◆ EXERCISE
Transcribe the part of the football passage below that starts at "Grange spent his" and ends at "his first two years.".

--- Start of EXTRACT PROVIDED ---

Grange, coming off his fourth straight 100-yard rushing game, and Williams, who also scored twice via an 82-yard kickoff return on the game’s first play, as well as a 35-yard TD catch early in the second quarter, are as dialed in as the rest of their mates. However, it’s how they both ended up here that tells the real story.

Grange spent his first two high school years at Northeast, running for 540 yards as the team’s leading rusher as a sophomore. He then decided to transfer to Archbishop Ryan, where Williams spent his first two years.

“When I was at Ryan as a sophomore, Grange came and shadowed me,” said Williams, who has 28 catches for 358 yards and nine total scores (five receiving). “I told him to come there so we could win a championship, but I ended up leaving.”

Williams transferred to nearby Lincoln, and Grange, then at Ryan, missed the entire season due to injury. He ended up transferring back to Northeast for his senior year, and Williams left Lincoln to join his close friend for their senior campaigns.

--- End of EXTRACT PROVIDED ---
--- Start of DATA ENTRIES ---

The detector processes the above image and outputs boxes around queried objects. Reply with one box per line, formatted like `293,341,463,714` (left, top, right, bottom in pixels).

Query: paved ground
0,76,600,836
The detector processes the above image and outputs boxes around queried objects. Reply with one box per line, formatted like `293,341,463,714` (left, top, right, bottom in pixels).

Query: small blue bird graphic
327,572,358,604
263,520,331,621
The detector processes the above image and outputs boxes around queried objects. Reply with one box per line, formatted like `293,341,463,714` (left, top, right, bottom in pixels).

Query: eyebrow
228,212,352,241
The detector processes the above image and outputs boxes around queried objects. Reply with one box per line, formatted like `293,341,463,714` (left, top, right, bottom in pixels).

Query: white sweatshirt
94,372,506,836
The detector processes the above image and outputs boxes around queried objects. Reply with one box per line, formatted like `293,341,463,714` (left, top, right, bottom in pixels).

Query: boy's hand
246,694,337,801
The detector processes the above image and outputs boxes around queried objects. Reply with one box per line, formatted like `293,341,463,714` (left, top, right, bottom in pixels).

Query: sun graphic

--- End of DATA ENTRIES ---

◆ EXPECTED OUTPUT
Grange spent his first two high school years at Northeast, running for 540 yards as the team’s leading rusher as a sophomore. He then decided to transfer to Archbishop Ryan, where Williams spent his first two years.